▸ Énoncé 1
Recopiez sans rien modifier le passage de l'extrait consacré au film de Boris Lehman, depuis « Re:voir poursuit son » jusqu'à « par Yellow Now. » inclus.
▸ Énoncé 2
D'après l'extrait consacré au film de Boris Lehman, entre quelles années Histoire de ma vie racontée par mes photographies a-t-il été tourné ?

▸ Extrait du document
◇ ◇ ◇ ◇ ◇

Histoire de ma vie racontée par mes photographies de Boris Lehman

  Re:voir poursuit son travail éditorial autour du cinéaste belge Boris Lehman avec Histoire de ma vie racontée par mes photographies (2002), tourné entre 1994 et 2001 et qui s'insère dans le cycle autobiographique Babel entamé en 1983 (1). Dans le coffret dvd est inclus le livre homonyme jadis édité par Yellow Now.

  Le récit de soi n'est jamais linéaire chez Lehman, il passe toujours par l'altérité (« je c'est nous », répète-t-il à plusieurs reprises), ainsi dans les 3 heures et demies du film, le cinéaste-photographe trace une autobiographie différée, digressive, parcellaire, proche en cela du Tristram Shandy de Laurence Sterne qu'il cite au générique dans sa liste d'emprunts et citations : l'histoire d'un homme essayant de se raconter mais n'y parvenant que par de nombreux détours (« cette fois je vous raconte ma vie, non, je ne vous raconte pas ma vie, ce sont les autres qui me racontent, et moi je raconte celle des autres »).

◇ ◇ ◇ ◇ ◇

▸ Données brutes
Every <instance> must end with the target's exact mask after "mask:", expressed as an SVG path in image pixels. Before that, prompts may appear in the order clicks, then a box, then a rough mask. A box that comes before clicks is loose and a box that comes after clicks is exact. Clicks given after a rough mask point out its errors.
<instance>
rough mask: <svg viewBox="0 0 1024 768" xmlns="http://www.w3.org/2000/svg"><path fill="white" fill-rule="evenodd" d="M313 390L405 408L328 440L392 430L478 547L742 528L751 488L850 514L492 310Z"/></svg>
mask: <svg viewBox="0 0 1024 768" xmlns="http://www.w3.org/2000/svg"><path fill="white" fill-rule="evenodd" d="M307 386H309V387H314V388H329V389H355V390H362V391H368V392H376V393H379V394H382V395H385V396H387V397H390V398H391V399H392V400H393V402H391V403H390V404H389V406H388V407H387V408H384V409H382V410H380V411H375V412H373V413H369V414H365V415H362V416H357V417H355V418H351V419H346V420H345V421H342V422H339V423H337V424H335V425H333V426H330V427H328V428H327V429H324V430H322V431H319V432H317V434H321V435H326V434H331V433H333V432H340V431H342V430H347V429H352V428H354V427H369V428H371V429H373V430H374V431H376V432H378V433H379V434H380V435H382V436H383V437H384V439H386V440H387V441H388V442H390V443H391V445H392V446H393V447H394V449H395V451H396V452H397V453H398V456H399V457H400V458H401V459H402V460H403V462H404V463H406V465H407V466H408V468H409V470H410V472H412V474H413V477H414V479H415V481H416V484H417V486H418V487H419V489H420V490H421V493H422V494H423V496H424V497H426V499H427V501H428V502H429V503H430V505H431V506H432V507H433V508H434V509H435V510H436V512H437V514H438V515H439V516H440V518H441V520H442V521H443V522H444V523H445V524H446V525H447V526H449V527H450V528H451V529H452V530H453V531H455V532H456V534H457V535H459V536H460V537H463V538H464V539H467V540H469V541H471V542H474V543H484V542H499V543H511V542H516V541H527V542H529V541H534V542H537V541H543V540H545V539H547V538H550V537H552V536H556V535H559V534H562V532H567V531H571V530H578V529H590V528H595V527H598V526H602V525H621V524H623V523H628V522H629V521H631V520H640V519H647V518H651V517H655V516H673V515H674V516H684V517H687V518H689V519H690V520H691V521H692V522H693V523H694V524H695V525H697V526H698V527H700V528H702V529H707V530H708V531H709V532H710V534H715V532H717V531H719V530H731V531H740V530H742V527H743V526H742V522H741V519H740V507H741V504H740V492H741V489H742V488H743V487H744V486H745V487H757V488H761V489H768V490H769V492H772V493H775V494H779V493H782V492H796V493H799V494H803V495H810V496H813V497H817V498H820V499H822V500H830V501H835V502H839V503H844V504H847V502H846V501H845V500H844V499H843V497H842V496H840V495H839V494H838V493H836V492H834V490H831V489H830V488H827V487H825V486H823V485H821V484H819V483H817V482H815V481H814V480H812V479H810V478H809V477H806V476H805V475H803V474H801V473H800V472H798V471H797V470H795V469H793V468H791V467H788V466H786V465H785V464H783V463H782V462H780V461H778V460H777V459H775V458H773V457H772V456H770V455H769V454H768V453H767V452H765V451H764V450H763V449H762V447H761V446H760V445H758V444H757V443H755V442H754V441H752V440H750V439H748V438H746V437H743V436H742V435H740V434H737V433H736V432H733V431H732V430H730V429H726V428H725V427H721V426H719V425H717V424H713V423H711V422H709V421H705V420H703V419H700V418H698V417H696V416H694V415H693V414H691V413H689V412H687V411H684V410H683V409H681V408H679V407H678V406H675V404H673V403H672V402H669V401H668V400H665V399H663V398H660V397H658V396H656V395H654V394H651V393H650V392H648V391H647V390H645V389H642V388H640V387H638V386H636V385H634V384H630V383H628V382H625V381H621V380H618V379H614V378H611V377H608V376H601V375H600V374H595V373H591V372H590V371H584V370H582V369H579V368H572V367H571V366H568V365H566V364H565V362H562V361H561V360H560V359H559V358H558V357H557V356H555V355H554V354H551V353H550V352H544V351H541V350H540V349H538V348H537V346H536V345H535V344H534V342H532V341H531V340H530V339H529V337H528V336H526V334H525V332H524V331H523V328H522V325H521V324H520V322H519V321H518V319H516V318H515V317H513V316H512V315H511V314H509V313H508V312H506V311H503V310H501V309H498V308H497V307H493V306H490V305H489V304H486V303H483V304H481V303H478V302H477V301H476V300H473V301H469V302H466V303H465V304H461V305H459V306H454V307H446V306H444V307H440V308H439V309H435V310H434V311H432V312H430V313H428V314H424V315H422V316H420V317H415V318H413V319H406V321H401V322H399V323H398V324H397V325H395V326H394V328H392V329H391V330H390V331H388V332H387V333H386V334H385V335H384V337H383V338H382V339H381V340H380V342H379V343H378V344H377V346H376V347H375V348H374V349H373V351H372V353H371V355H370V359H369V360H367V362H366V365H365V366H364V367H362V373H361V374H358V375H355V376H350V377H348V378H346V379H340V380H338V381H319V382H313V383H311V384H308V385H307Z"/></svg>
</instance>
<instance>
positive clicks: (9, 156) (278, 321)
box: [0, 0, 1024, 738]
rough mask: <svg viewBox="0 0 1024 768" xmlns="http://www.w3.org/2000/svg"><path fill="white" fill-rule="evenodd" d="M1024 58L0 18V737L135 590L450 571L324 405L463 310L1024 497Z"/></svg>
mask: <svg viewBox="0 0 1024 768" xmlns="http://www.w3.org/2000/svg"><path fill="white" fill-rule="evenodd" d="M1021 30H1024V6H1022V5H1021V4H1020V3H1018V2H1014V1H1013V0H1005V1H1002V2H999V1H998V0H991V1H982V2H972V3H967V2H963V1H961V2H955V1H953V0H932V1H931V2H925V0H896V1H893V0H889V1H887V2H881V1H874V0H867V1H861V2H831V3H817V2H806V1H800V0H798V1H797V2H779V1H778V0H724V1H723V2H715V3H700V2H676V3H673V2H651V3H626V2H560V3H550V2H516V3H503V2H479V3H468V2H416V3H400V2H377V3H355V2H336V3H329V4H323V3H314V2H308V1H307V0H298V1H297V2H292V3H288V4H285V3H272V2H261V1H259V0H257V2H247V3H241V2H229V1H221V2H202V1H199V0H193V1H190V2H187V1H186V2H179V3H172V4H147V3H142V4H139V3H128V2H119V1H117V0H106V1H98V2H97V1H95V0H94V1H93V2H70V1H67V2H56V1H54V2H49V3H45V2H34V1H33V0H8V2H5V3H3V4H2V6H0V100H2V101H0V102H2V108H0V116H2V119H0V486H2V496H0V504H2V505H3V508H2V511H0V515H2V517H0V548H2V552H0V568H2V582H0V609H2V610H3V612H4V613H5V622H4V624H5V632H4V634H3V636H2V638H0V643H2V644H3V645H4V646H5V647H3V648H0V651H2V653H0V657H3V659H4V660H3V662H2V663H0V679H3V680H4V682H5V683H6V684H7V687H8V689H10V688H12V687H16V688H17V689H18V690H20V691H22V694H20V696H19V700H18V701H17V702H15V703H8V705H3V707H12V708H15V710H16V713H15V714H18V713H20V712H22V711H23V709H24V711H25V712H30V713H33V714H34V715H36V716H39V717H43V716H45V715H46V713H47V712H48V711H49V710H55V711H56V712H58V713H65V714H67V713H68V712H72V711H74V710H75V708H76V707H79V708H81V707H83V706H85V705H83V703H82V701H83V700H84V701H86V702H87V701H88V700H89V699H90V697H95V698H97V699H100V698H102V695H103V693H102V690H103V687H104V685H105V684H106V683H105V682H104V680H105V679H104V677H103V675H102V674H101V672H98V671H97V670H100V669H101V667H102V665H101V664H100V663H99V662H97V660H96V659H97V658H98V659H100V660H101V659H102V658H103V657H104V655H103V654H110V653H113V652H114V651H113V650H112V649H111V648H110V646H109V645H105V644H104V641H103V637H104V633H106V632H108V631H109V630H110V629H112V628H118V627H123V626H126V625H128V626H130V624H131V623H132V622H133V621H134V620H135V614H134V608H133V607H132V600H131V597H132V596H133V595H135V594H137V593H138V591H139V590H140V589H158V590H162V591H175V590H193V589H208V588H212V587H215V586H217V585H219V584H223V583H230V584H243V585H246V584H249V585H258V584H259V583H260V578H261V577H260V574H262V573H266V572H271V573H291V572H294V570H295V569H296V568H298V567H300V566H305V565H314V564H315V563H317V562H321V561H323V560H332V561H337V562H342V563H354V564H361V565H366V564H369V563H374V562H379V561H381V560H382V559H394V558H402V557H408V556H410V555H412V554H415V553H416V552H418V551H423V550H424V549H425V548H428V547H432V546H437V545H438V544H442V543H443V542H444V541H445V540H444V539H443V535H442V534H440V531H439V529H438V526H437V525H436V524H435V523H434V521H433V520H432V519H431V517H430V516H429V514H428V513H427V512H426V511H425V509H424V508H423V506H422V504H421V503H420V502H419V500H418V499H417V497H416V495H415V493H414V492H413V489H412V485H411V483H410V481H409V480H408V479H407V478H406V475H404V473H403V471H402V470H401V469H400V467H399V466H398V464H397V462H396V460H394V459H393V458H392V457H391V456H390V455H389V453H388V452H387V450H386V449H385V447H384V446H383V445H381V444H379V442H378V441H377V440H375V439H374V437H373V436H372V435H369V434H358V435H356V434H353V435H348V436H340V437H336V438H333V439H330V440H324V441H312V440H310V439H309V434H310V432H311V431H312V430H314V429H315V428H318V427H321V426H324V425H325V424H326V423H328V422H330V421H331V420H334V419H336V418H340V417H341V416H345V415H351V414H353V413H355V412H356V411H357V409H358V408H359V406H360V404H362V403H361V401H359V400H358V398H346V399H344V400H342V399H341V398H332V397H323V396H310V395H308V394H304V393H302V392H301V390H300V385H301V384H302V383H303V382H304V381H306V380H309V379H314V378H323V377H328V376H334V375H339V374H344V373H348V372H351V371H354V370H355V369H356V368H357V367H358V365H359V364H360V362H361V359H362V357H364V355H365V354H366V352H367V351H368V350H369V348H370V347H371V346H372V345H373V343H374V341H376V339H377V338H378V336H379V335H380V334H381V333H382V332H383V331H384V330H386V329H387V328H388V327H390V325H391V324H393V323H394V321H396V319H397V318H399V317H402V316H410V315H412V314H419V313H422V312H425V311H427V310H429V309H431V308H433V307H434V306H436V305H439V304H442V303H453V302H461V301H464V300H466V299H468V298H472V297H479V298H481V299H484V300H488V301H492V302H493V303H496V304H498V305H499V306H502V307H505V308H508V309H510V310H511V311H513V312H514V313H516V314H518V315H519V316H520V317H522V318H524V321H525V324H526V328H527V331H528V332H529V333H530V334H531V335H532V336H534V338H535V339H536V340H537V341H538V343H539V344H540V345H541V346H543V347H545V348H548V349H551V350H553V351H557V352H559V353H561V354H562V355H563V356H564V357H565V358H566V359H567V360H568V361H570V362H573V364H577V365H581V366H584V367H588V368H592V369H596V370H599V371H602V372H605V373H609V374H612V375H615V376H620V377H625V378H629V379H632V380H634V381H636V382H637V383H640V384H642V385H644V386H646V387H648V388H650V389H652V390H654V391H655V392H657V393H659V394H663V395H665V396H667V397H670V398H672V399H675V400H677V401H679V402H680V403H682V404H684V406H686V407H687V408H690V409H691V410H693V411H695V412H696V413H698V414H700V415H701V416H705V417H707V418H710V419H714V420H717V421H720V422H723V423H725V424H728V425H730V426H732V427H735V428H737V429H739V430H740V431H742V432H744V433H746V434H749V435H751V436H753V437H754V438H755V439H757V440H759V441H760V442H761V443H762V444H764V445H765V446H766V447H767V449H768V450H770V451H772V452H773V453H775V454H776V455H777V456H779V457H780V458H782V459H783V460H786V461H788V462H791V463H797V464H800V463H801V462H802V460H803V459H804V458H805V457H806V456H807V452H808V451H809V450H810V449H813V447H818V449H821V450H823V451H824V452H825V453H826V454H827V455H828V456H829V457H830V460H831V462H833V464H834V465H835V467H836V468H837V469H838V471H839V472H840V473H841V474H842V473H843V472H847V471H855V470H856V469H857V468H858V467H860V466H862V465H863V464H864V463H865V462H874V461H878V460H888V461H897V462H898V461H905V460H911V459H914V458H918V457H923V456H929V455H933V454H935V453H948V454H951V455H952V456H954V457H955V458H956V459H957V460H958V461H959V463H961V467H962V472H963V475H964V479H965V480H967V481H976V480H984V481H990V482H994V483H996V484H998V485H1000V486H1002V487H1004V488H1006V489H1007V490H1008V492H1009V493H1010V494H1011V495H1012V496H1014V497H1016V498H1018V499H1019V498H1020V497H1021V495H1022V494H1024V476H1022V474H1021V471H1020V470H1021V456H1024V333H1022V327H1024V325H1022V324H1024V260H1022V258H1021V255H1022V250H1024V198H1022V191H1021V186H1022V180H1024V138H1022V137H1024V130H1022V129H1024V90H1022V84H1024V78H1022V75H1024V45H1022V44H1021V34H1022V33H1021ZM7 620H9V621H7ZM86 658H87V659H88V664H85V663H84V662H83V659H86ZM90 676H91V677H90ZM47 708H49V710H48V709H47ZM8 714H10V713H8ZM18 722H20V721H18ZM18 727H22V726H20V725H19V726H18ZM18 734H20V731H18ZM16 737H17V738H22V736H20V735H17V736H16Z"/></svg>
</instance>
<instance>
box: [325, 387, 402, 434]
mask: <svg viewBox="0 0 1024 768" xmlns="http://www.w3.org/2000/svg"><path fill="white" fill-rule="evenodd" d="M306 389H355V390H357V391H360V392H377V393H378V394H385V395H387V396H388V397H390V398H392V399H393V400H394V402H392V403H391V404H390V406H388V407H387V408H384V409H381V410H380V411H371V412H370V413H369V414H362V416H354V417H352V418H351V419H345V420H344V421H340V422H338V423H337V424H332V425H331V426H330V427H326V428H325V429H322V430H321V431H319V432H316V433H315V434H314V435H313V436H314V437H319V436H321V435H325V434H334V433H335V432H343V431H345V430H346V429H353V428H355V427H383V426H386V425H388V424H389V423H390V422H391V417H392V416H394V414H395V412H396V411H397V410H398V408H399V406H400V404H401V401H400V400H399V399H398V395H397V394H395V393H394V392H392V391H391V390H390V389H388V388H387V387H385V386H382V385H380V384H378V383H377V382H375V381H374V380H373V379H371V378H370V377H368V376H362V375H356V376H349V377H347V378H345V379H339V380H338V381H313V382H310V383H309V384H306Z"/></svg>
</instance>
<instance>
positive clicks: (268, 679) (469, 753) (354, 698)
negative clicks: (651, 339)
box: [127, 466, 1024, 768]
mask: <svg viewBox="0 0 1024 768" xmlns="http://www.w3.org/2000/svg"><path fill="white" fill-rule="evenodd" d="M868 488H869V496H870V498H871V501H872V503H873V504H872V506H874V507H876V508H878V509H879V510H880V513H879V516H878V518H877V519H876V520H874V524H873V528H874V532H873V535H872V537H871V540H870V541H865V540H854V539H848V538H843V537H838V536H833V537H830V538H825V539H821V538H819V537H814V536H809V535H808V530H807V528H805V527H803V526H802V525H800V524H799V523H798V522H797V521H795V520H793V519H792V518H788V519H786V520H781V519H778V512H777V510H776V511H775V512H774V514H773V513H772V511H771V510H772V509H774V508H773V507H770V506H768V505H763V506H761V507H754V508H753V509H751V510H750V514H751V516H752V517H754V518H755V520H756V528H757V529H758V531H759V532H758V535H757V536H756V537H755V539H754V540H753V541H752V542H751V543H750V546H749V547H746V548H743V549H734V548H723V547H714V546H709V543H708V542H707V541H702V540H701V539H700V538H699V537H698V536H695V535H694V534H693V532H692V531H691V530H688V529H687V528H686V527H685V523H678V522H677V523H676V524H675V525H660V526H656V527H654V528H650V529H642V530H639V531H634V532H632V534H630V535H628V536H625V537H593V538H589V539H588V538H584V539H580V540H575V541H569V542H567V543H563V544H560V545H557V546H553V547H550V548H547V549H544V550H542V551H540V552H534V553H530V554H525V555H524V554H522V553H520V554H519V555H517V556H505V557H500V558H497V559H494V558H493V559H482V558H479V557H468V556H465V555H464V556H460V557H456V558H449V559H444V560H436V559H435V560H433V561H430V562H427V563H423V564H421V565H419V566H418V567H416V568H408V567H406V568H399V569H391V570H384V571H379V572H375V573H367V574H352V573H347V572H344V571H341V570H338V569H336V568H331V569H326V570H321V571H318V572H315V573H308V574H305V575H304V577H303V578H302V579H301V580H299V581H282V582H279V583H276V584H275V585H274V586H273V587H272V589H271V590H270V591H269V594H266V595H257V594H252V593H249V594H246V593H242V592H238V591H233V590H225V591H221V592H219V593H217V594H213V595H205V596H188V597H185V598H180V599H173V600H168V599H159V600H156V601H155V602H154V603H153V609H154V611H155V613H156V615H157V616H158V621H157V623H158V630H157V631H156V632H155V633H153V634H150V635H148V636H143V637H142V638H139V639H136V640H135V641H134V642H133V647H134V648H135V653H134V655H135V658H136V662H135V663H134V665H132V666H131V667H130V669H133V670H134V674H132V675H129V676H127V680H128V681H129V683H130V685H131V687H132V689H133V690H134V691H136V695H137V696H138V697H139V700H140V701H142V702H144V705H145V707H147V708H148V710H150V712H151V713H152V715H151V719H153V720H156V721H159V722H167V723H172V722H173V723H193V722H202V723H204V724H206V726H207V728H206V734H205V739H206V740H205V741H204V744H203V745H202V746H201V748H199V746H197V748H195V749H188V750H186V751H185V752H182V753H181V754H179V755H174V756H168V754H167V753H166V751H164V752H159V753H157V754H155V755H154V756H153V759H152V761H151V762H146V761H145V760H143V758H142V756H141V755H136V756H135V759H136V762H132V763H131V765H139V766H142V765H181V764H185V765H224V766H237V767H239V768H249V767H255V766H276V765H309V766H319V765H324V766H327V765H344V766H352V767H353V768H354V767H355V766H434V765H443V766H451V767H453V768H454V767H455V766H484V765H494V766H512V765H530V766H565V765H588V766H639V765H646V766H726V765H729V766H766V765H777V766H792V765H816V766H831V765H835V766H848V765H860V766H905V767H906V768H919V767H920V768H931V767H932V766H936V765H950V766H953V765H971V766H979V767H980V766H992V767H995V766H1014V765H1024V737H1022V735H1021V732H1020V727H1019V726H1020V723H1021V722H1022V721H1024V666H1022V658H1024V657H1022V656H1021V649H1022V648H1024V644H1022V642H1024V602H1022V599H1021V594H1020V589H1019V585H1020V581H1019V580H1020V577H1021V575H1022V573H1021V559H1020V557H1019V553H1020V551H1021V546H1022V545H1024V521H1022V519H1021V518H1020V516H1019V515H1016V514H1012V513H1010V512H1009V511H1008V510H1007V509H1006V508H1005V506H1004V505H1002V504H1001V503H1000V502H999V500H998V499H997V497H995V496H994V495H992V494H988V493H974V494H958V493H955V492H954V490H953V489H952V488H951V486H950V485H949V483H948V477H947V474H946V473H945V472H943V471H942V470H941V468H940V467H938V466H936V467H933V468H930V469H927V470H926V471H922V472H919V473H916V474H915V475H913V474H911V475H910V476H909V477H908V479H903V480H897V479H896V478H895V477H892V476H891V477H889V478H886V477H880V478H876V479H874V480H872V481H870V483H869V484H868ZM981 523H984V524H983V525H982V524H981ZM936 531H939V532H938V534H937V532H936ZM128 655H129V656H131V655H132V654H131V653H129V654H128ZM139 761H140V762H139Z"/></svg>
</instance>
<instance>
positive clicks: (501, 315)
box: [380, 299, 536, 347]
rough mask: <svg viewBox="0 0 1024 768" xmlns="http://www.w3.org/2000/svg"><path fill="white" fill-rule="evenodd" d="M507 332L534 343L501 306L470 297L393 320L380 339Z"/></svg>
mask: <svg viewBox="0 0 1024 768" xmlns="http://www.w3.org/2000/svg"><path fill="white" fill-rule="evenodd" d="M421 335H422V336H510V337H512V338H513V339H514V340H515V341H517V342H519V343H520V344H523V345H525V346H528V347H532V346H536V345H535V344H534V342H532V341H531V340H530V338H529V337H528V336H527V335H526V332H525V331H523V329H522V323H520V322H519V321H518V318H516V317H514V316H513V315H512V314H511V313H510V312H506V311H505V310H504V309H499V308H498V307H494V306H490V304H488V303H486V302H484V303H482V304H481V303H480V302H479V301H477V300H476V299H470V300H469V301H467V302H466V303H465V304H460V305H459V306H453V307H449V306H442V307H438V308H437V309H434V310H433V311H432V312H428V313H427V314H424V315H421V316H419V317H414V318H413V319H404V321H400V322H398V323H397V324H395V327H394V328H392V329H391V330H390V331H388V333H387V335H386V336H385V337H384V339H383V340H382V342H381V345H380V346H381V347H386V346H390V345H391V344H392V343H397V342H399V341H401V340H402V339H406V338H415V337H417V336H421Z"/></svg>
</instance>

◇ ◇ ◇ ◇ ◇

▸ Corrigé 1
Re:voir poursuit son travail éditorial autour du cinéaste belge Boris Lehman avec Histoire de ma vie racontée par mes photographies (2002), tourné entre 1994 et 2001 et qui s'insère dans le cycle autobiographique Babel entamé en 1983 (1). Dans le coffret dvd est inclus le livre homonyme jadis édité par Yellow Now.

▸ Corrigé 2
Entre 1994 et 2001.